Transactions that may be necessary or justifiable for independent reasons (such as the need to raise money for an emergency expenditure) are not exempted from the insider trading laws or from our policy. The fact that the officer, director or employee may have relied on other factors in purchasing or selling securities, while in possession or aware of material inside information, will not absolve the person from liability under the law.
When Information is Public. As you can appreciate, it is also improper for an officer, director, or employee to enter a trade immediately after the Company has made a public announcement of material information, including earnings releases. Because the Company’s non-employee stockholders and the investing public should be afforded the time to receive the information and act upon it, you should not engage in any trades until after two full trading days have elapsed after the information has been released. Therefore, if an announcement is made before the commencement of trading on a Monday, an employee who had prior knowledge of that information (before it was made public) may trade in Company Securities starting on Wednesday of that week, because two full trading days would have elapsed (all of Monday and Tuesday). If the announcement is made on Monday after trading begins, the employee may not trade in Company Securities until Thursday. If the announcement is made on Friday after trading begins, the employee may not trade in Company Securities until Wednesday of the following week. Note that this restriction is in addition to any other restrictions that apply under this policy, including the requirement that certain trades by members of the Designated Group be pre-cleared and that they occur during specified “open” trading windows.
Twenty-Twenty Hindsight. If your securities trades become the subject of scrutiny, they will be viewed after-the-fact with the benefit of hindsight. As a result, before engaging in any trade, you should carefully consider how regulators and others might view your trade in hindsight.
Applicability to Other Companies. During the course of his or her employment, an employee may obtain material non-public information about current or potential customers, suppliers, business partners, competitors or others with which the Company has contractual relationships or may be negotiating transactions. The provisions on confidentiality and the prohibition on trading while in possession or aware of non-public information also apply to the securities of these other companies. Thus, the term “Company Securities” as used in this policy can also mean the securities of those other companies, as the context requires.
Trades by Family Members. The same restrictions apply to your family members who reside with you (including a spouse, a child, a child away at college, stepchildren, grandchildren, parents, stepparents, grandparents, siblings and in-laws) and others living in your household,/ and any family members who do not live in your household but whose transactions in Company Securities are directed by you or are subject to your influence or control, such as parents or children who consult with you before they trade in Company Securities (“Family Members”). Directors, officers and other employees are expected to be responsible for the compliance of their immediate family and personal household.
Prevention of Insider Trading by Others. The Company, its directors and officers and some supervisory personnel could be deemed “controlling persons” subject to potential liability under the securities laws. Accordingly, it is incumbent on these persons to maintain an awareness of possible insider trading violations by persons under their control and to take measures where appropriate to prevent such violations. Directors, officers and other supervisory personnel who become aware of a potential insider trading violation or a violation of this policy should immediately advise the General Counsel and should take steps where appropriate to prevent persons under their supervision from using inside information for trading purposes.
Company Trading. It is also the policy of the Company that the Company will not engage in transactions in Company Securities while aware of material non-public information relating to the Company or Company Securities.

# # #

* [To-do list]:
a. From the insider trading policy, quote the passage starting at "Trades by Family" and ending at "and personal household.".
b. Decide whether each statement agrees with the insider trading policy. Answer yes or no for each, and quote the words from the policy that settle it.
(i) If an announcement is made on a Monday before trading starts, an employee who knew the information beforehand may trade starting that Wednesday.
(ii) Trades made to raise money for an emergency expense are exempt from the policy.
(iii) The trading restrictions cover only family members who live in your household.
c. According to the insider trading policy, who should directors, officers and other supervisory personnel immediately advise when they become aware of a potential insider trading violation?

* [Provided data]:
# # #

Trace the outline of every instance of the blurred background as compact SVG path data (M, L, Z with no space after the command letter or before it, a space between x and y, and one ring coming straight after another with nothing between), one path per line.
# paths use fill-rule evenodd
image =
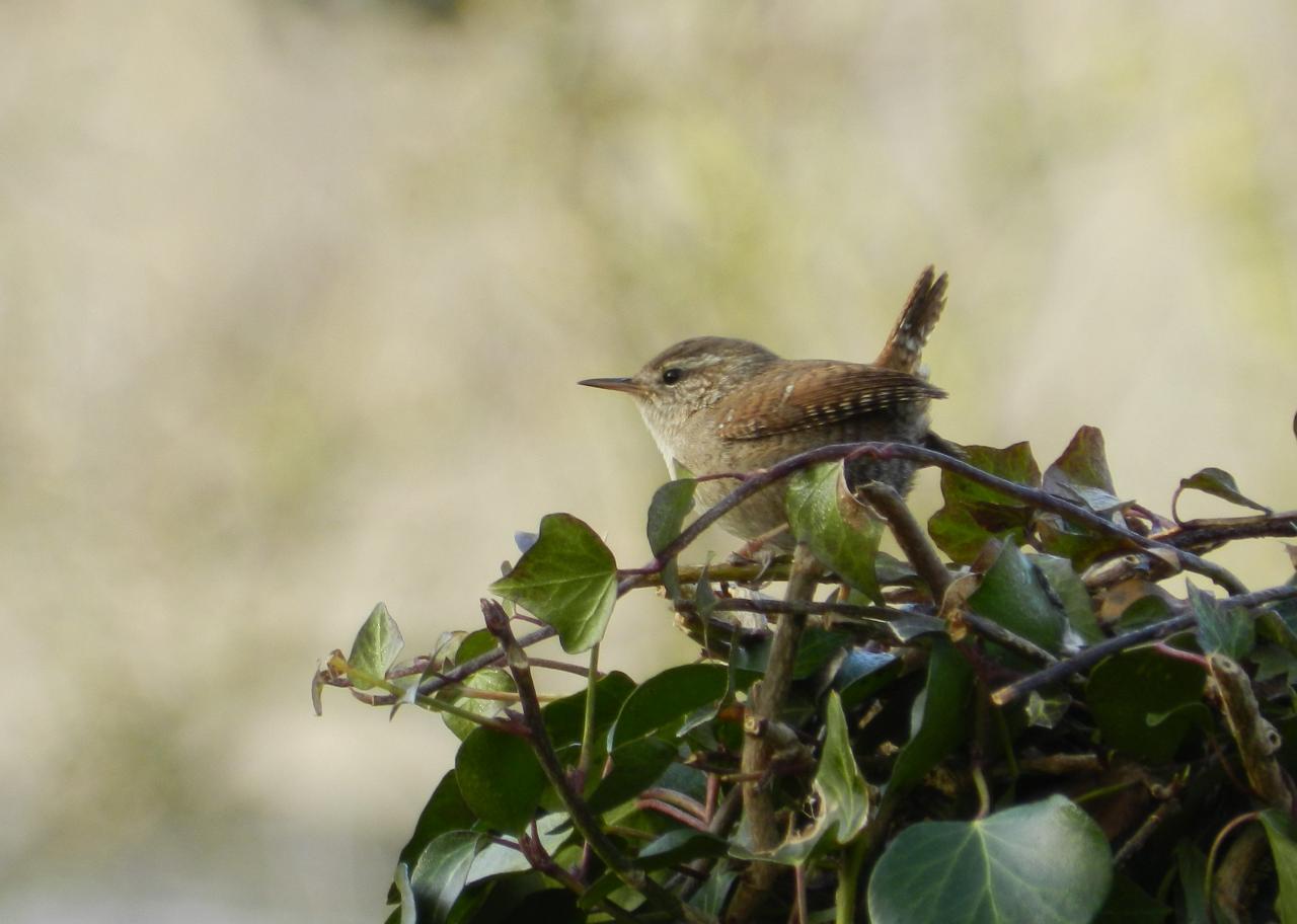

# # #

* [Correct answers]:
a.
Trades by Family Members. The same restrictions apply to your family members who reside with you (including a spouse, a child, a child away at college, stepchildren, grandchildren, parents, stepparents, grandparents, siblings and in-laws) and others living in your household,/ and any family members who do not live in your household but whose transactions in Company Securities are directed by you or are subject to your influence or control, such as parents or children who consult with you before they trade in Company Securities (“Family Members”). Directors, officers and other employees are expected to be responsible for the compliance of their immediate family and personal household.

b.
(i) Yes: "may trade in Company Securities starting on Wednesday of that week"
(ii) No: "are not exempted from the insider trading laws or from our policy"
(iii) No: "and any family members who do not live in your household but whose transactions in Company Securities are directed by you or are subject to your influence or control"

c. The General Counsel.